▶ _Directions_:
Rewrite as a numbered list the lines of the listing below, from the line containing "Indicate one point per instance of the blue" through the last line, omitting any blank lines.

--- begin Dataset content ---

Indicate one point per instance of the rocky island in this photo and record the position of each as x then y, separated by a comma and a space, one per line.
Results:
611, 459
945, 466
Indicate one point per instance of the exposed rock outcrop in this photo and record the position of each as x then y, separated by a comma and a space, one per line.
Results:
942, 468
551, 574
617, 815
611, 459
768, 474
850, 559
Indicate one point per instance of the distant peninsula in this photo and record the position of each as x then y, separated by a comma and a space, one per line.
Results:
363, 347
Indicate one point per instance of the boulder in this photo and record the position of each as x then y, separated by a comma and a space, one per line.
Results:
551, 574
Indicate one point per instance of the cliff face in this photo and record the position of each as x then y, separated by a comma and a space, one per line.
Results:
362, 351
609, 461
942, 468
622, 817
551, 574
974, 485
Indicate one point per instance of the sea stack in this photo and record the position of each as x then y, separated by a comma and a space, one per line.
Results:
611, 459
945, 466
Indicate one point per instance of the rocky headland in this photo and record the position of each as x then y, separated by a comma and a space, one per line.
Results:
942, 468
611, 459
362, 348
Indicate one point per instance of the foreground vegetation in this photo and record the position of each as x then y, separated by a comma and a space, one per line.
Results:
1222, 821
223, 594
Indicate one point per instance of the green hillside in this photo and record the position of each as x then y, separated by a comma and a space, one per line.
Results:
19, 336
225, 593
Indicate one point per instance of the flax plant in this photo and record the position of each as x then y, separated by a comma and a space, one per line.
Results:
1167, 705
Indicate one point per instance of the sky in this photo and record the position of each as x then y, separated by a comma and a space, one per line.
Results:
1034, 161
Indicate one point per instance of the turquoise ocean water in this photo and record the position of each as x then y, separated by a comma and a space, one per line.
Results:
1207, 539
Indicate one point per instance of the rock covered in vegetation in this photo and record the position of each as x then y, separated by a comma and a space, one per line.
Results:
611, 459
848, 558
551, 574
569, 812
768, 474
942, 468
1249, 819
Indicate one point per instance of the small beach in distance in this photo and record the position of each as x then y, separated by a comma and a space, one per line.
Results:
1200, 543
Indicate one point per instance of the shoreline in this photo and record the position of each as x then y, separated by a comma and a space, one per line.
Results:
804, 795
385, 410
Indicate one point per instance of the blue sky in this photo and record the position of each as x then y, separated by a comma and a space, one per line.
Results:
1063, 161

--- end Dataset content ---

▶ _Completed task_:
1. Indicate one point per instance of the blue sky in this photo and record the position of each as x then y, separated by a comma and a space, one per line.
2. Results:
3. 1063, 161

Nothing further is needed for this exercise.